##### Passage given #####

On the left (=south) side of Elk Rock is what looks like a dry waterfall. Apparently that is a real waterfall, albeit a seasonal one. I had no idea there was a waterfall this close to town. It may be that when it's flowing, the river is also so high you can't walk out to the island, and so the falls don't get a lot of exposure. I don't really know. I've only come across a couple of photos so far of the falls, in this recent newsletter from Willamette Riverkeeper, and it's just a small black-and-white photo on page 10. There's a better photo of the falls on Flickr, apparently taken from the Portland Spirit around this time last year. But last year was an especially wet autumn. It certainly wasn't going when I was there. So clearly, this calls for further investigation on my part, at some point when the falls are flowing.
In the present day, the area across the river is part of the Dunthorpe neighborhood, an ultra-ritzy old money area that's home to the city's power elite, along with a number of pro basketball players, a couple of privacy-obsessed Hollywood actors, and even, supposedly, Linus Torvalds himself. Along with the Riverdale neighborhood a bit further north, the Dunthorpe area has so far managed to avoid being annexed by the city of Portland, or any of the other surrounding cities. Because, you know, only the little people pay property taxes. (No offense intented, Linus, if you read this.) So you have a weird situation where both the island and Elk Rock itself belong to the Portland Parks Bureau, but lie well outside Portland city limits.

##### Given data #####

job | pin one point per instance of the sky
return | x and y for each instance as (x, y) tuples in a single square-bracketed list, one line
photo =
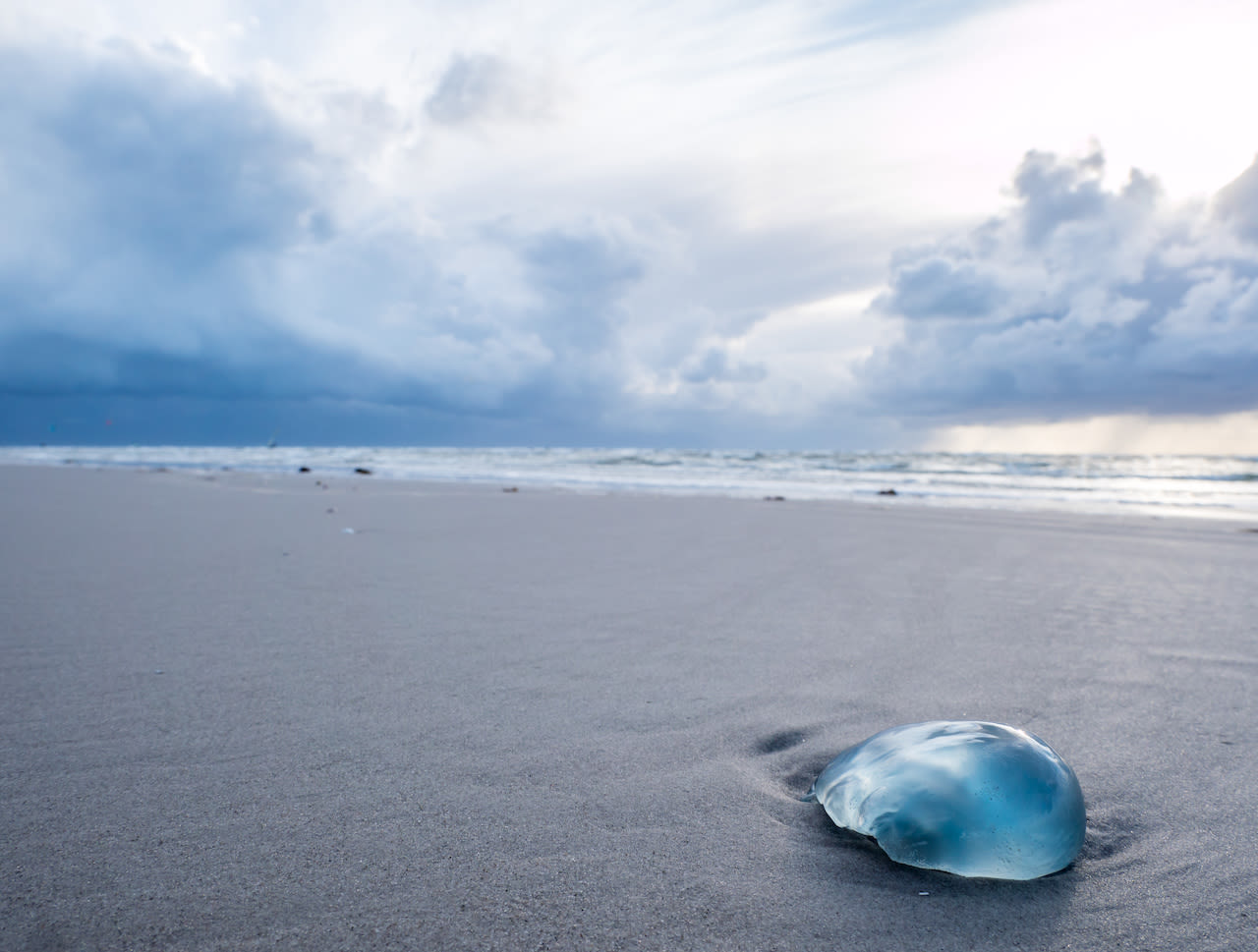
[(908, 224)]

#####

Set down part of the Elk Rock passage word for word, beginning at "On the left" and stopping after "falls are flowing.". The material has no connection to the Elk Rock passage.

On the left (=south) side of Elk Rock is what looks like a dry waterfall. Apparently that is a real waterfall, albeit a seasonal one. I had no idea there was a waterfall this close to town. It may be that when it's flowing, the river is also so high you can't walk out to the island, and so the falls don't get a lot of exposure. I don't really know. I've only come across a couple of photos so far of the falls, in this recent newsletter from Willamette Riverkeeper, and it's just a small black-and-white photo on page 10. There's a better photo of the falls on Flickr, apparently taken from the Portland Spirit around this time last year. But last year was an especially wet autumn. It certainly wasn't going when I was there. So clearly, this calls for further investigation on my part, at some point when the falls are flowing.